== Excerpted text ==
[Date Prev][Date Next][Thread Prev][Thread Next][Date Index][Thread Index]

[Condor-users] ImageSize Problems (+ documentation typo)



Dear Condor users, 

I'm currently running into difficulties with jobs running on our local OSX 10.5 Condor 7.6.0 grid.

I found the FAQ "Why does my Linux job have an enormous ImageSize and refuse to run anymore?" http://www.cs.wisc.edu/condor/manual/v7.6/7_3Running_Condor.html#SECTION008310000000000000000
which appeared to address my issue, but unfortunately my jobs are still being held with

SYSTEM_PERIODIC_HOLD expression '(JobStatus == 2) && (ImageSize > 3048000)' evaluated to TRUE

The documentation suggests setting a ClassAd as below:

Requirements            = (Memory > 250)

== What needs to be done ==
Reproduce the passage of the Condor ImageSize post from "I found the" up to and including "(Memory > 250)", character for character.

== Dataset content ==
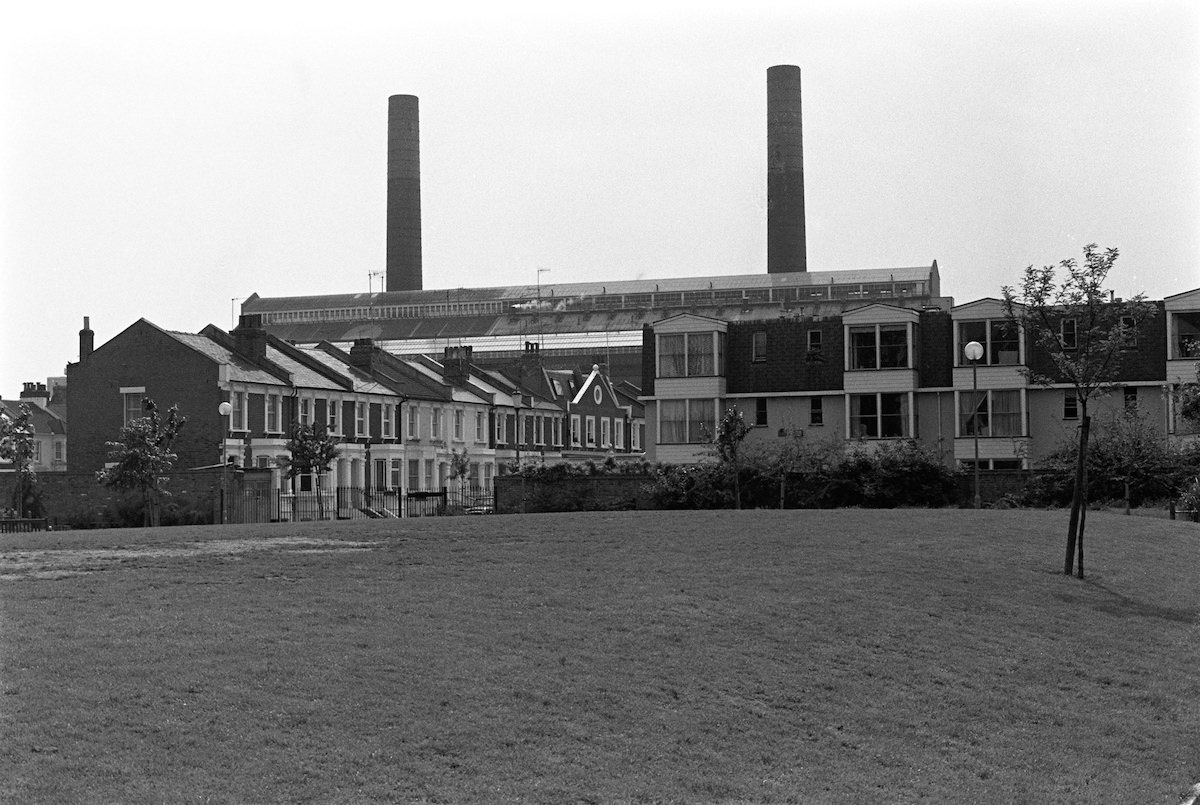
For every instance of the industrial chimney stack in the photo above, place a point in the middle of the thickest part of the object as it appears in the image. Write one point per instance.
(786, 250)
(403, 194)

== Written response ==
I found the FAQ "Why does my Linux job have an enormous ImageSize and refuse to run anymore?" http://www.cs.wisc.edu/condor/manual/v7.6/7_3Running_Condor.html#SECTION008310000000000000000
which appeared to address my issue, but unfortunately my jobs are still being held with

SYSTEM_PERIODIC_HOLD expression '(JobStatus == 2) && (ImageSize > 3048000)' evaluated to TRUE

The documentation suggests setting a ClassAd as below:

Requirements            = (Memory > 250)